─── RECORD EXTRACTS
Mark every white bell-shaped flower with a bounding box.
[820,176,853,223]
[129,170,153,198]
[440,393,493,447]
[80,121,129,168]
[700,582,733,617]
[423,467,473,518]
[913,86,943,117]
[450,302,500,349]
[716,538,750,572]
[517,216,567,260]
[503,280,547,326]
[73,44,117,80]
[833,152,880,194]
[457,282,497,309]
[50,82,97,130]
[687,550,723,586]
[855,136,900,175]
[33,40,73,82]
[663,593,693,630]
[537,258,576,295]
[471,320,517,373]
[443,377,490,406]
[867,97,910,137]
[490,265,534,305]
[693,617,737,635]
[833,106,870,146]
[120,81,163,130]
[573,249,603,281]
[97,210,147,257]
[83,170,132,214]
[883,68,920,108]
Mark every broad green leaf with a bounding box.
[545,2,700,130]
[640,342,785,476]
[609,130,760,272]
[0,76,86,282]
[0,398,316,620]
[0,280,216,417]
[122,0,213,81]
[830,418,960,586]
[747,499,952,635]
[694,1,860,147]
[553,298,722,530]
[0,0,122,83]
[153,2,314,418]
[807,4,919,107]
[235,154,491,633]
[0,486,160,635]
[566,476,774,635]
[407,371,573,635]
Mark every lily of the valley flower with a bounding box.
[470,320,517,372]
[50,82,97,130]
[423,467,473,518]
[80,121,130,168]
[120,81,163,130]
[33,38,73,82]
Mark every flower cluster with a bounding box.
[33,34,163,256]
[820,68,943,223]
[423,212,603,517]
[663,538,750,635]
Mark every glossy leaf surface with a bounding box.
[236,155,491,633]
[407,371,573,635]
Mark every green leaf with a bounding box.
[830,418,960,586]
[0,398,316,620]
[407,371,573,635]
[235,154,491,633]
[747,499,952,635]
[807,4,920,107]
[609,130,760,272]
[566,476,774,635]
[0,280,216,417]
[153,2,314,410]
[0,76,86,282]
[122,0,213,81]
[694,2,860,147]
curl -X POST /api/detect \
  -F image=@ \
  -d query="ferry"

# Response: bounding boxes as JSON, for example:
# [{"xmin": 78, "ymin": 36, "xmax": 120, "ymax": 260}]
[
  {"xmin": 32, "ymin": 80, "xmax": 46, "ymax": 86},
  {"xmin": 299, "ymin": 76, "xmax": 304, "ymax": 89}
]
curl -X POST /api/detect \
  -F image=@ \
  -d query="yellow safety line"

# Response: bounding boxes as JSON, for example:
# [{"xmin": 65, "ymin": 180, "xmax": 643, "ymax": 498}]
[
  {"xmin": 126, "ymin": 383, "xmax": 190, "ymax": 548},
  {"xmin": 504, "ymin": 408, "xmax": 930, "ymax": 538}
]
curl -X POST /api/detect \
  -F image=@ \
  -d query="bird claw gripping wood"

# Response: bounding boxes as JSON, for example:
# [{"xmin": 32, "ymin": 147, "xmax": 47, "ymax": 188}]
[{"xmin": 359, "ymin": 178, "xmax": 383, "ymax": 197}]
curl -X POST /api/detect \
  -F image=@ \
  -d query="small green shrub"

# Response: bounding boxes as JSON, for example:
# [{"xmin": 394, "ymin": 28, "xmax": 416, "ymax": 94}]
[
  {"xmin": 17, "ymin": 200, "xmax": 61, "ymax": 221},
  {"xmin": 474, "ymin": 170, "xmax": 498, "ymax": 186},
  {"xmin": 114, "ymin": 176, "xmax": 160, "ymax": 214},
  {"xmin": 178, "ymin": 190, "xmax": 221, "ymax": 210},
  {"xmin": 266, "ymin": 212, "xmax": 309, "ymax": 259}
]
──────
→ AIM
Copy every one of the records above line for line, changing nothing.

→ FINISHED EXERCISE
Mark every white bell-shaped flower with a bounding box.
[820,176,853,223]
[129,170,153,198]
[440,393,493,447]
[80,121,129,168]
[700,582,733,617]
[423,467,473,518]
[913,86,943,117]
[450,302,500,349]
[716,538,750,572]
[517,216,567,260]
[503,280,547,326]
[73,44,117,80]
[833,152,880,194]
[457,282,497,309]
[50,82,97,130]
[687,550,723,586]
[855,136,900,175]
[33,40,73,82]
[663,593,693,630]
[537,258,576,295]
[471,320,517,373]
[443,377,490,406]
[867,97,910,137]
[490,265,534,305]
[693,617,737,635]
[833,106,870,146]
[120,81,163,130]
[573,249,603,281]
[97,210,147,257]
[83,170,132,214]
[883,68,920,108]
Mark every broad green leaf with a bounding box.
[545,2,700,130]
[640,342,785,476]
[609,130,760,272]
[0,76,86,282]
[0,398,316,620]
[0,280,216,417]
[122,0,213,81]
[830,418,960,586]
[747,499,952,635]
[694,1,860,147]
[553,298,722,530]
[0,0,122,83]
[153,2,314,418]
[807,4,919,107]
[235,154,491,633]
[0,486,160,635]
[566,476,774,635]
[407,371,573,635]
Mark every lily of the valley flower with a bounding box.
[470,320,517,372]
[50,82,97,130]
[423,467,473,518]
[80,121,130,168]
[120,81,163,130]
[33,38,73,82]
Mark every flower cluster with a bounding box.
[33,34,163,256]
[820,68,943,223]
[423,212,603,517]
[663,538,750,635]
Mark every glossy leaf surface with a bounding box.
[236,155,491,633]
[407,371,573,635]
Mark every green leaf with a bounding box.
[830,418,960,586]
[0,398,316,620]
[407,371,573,635]
[235,154,491,633]
[747,499,952,635]
[807,4,920,107]
[609,130,760,272]
[566,476,774,635]
[0,280,216,417]
[153,2,314,410]
[0,76,86,282]
[122,0,213,81]
[694,2,860,147]
curl -X POST /api/detect \
  -F image=@ \
  -d query="ferry"

# Response: bounding boxes as JSON, for example:
# [{"xmin": 78, "ymin": 36, "xmax": 120, "ymax": 260}]
[
  {"xmin": 32, "ymin": 80, "xmax": 46, "ymax": 86},
  {"xmin": 299, "ymin": 76, "xmax": 304, "ymax": 89}
]
curl -X POST /api/detect \
  -F image=@ \
  -d query="yellow safety line"

# Response: bounding boxes as JSON, for example:
# [{"xmin": 65, "ymin": 180, "xmax": 643, "ymax": 498}]
[
  {"xmin": 126, "ymin": 383, "xmax": 190, "ymax": 548},
  {"xmin": 504, "ymin": 408, "xmax": 930, "ymax": 538}
]
curl -X POST /api/detect \
  -F image=@ \
  -d query="bird claw gripping wood"

# Response: bounding boxes as JSON, for example:
# [{"xmin": 32, "ymin": 147, "xmax": 47, "ymax": 188}]
[{"xmin": 359, "ymin": 178, "xmax": 383, "ymax": 197}]
curl -X POST /api/detect \
  -F image=@ \
  -d query="small green shrub"

# Response: bounding boxes as JSON, for example:
# [{"xmin": 394, "ymin": 28, "xmax": 416, "ymax": 94}]
[
  {"xmin": 17, "ymin": 200, "xmax": 61, "ymax": 221},
  {"xmin": 474, "ymin": 170, "xmax": 498, "ymax": 186},
  {"xmin": 114, "ymin": 176, "xmax": 160, "ymax": 214},
  {"xmin": 178, "ymin": 190, "xmax": 221, "ymax": 210},
  {"xmin": 266, "ymin": 212, "xmax": 309, "ymax": 259}
]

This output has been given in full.